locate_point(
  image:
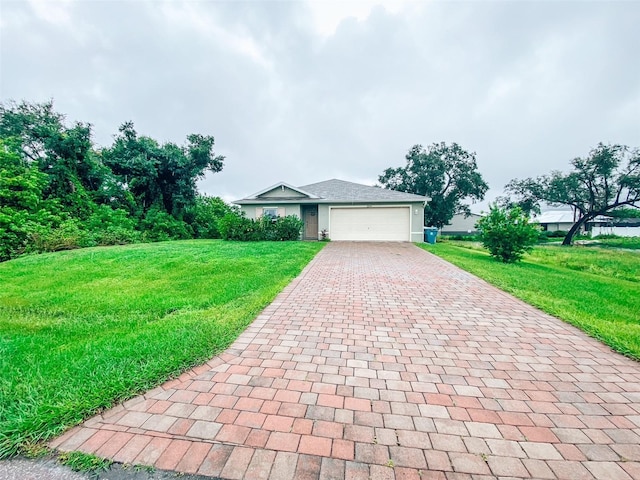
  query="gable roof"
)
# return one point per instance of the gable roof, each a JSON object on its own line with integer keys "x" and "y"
{"x": 335, "y": 191}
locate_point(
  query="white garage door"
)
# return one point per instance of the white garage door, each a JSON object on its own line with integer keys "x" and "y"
{"x": 373, "y": 224}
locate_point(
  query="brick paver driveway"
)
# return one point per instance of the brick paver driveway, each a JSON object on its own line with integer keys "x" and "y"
{"x": 382, "y": 361}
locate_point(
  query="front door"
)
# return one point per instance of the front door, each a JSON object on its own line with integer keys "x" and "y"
{"x": 310, "y": 218}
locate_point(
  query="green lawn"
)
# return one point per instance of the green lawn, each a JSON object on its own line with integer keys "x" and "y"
{"x": 84, "y": 329}
{"x": 597, "y": 290}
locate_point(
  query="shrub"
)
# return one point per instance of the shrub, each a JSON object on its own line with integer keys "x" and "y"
{"x": 68, "y": 236}
{"x": 108, "y": 226}
{"x": 205, "y": 215}
{"x": 507, "y": 234}
{"x": 283, "y": 228}
{"x": 235, "y": 226}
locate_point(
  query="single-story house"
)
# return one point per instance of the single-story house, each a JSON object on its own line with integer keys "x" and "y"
{"x": 622, "y": 227}
{"x": 555, "y": 220}
{"x": 461, "y": 224}
{"x": 343, "y": 210}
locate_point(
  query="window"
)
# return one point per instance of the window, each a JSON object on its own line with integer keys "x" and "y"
{"x": 270, "y": 212}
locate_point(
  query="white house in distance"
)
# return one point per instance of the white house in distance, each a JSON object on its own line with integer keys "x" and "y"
{"x": 343, "y": 210}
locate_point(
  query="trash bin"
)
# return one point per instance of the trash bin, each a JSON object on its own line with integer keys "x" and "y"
{"x": 430, "y": 234}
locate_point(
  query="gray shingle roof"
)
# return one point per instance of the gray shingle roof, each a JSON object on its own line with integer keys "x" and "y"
{"x": 341, "y": 191}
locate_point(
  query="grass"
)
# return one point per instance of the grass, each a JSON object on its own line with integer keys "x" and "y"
{"x": 83, "y": 462}
{"x": 84, "y": 329}
{"x": 596, "y": 290}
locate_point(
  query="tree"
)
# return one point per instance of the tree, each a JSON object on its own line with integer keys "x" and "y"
{"x": 606, "y": 180}
{"x": 447, "y": 174}
{"x": 64, "y": 154}
{"x": 507, "y": 233}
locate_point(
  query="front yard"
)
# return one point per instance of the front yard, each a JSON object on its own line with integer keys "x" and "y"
{"x": 595, "y": 289}
{"x": 82, "y": 330}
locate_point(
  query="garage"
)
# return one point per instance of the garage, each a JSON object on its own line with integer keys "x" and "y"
{"x": 370, "y": 223}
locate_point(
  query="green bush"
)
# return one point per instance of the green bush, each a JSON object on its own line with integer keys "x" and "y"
{"x": 462, "y": 238}
{"x": 68, "y": 236}
{"x": 507, "y": 234}
{"x": 235, "y": 226}
{"x": 108, "y": 226}
{"x": 285, "y": 228}
{"x": 205, "y": 215}
{"x": 159, "y": 226}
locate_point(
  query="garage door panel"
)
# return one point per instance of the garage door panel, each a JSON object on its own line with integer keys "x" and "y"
{"x": 370, "y": 224}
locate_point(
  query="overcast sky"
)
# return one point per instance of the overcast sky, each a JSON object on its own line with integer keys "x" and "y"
{"x": 302, "y": 92}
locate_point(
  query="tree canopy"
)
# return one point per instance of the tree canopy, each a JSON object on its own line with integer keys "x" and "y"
{"x": 606, "y": 180}
{"x": 447, "y": 174}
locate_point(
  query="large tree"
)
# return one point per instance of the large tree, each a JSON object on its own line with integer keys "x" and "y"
{"x": 64, "y": 154}
{"x": 606, "y": 180}
{"x": 447, "y": 174}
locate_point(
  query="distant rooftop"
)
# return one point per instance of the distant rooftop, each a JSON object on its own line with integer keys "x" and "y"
{"x": 333, "y": 191}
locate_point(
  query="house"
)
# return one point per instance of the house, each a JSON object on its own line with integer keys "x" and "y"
{"x": 622, "y": 227}
{"x": 563, "y": 220}
{"x": 461, "y": 224}
{"x": 343, "y": 210}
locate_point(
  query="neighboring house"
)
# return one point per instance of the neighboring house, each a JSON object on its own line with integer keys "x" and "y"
{"x": 461, "y": 225}
{"x": 343, "y": 210}
{"x": 554, "y": 220}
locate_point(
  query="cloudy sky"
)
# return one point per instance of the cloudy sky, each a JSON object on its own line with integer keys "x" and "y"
{"x": 304, "y": 91}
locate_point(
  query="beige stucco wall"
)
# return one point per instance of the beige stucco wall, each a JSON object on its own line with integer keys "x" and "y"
{"x": 280, "y": 193}
{"x": 460, "y": 224}
{"x": 250, "y": 210}
{"x": 417, "y": 218}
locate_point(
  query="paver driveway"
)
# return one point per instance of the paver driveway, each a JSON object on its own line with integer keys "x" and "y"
{"x": 383, "y": 361}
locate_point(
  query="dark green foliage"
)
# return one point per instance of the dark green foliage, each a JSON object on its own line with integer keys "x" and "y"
{"x": 625, "y": 212}
{"x": 161, "y": 176}
{"x": 159, "y": 226}
{"x": 507, "y": 234}
{"x": 282, "y": 228}
{"x": 58, "y": 192}
{"x": 235, "y": 226}
{"x": 205, "y": 214}
{"x": 604, "y": 182}
{"x": 447, "y": 174}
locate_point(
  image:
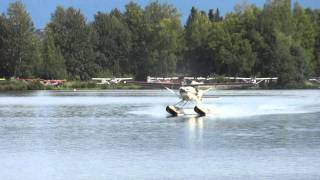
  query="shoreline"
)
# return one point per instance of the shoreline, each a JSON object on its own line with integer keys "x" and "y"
{"x": 16, "y": 85}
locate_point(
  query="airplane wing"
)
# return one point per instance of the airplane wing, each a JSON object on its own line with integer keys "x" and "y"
{"x": 170, "y": 90}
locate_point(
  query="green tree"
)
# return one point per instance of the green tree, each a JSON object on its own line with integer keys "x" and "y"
{"x": 114, "y": 42}
{"x": 74, "y": 37}
{"x": 53, "y": 64}
{"x": 21, "y": 44}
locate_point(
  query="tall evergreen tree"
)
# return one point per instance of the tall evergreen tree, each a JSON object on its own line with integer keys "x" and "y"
{"x": 53, "y": 64}
{"x": 74, "y": 37}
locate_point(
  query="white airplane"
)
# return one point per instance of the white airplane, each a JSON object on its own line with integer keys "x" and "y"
{"x": 188, "y": 94}
{"x": 110, "y": 80}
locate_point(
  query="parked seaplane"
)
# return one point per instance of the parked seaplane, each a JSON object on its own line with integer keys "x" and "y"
{"x": 111, "y": 80}
{"x": 188, "y": 94}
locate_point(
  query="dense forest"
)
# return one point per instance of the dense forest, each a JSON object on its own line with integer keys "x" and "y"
{"x": 279, "y": 39}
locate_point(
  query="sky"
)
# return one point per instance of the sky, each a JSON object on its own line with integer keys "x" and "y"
{"x": 41, "y": 10}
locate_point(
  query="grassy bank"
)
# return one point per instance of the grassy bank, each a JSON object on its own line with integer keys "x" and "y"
{"x": 16, "y": 85}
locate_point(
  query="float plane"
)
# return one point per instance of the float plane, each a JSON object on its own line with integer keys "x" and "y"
{"x": 188, "y": 94}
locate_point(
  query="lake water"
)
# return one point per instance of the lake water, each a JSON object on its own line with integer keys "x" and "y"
{"x": 99, "y": 135}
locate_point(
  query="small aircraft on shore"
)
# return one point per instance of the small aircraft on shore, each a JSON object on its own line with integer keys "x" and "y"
{"x": 188, "y": 94}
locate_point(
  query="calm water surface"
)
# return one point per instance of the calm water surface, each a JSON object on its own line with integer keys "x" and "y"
{"x": 98, "y": 135}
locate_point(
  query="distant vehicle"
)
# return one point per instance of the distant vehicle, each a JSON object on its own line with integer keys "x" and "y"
{"x": 111, "y": 80}
{"x": 188, "y": 94}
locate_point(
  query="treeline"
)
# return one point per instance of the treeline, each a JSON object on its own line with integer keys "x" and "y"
{"x": 276, "y": 40}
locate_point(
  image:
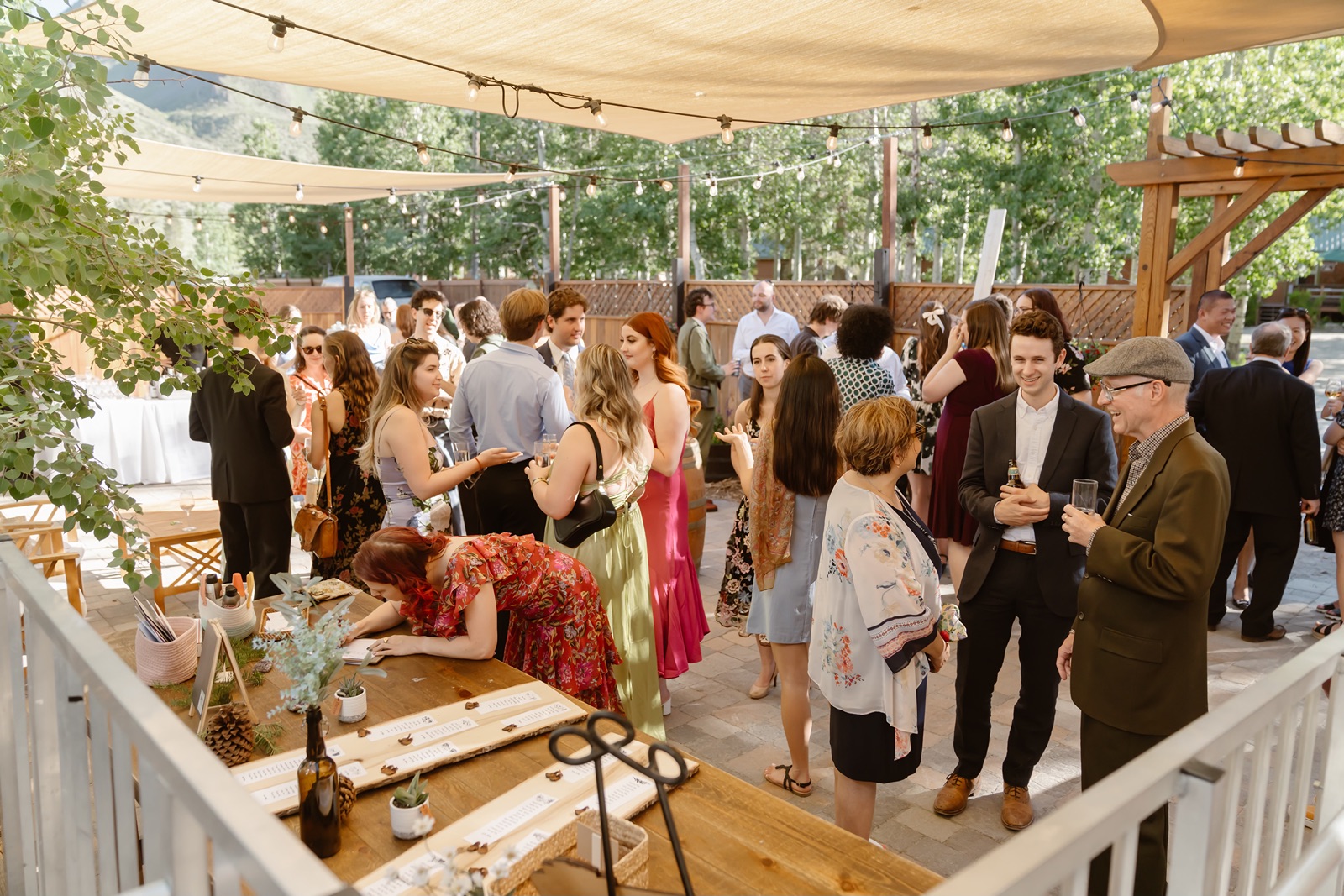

· · · · ·

Return every line of the data above that contains the word 'single'.

  query="single-story house"
# return one point per instance of the single-story house, each a JSON object on its own line with integer keys "x" and "y"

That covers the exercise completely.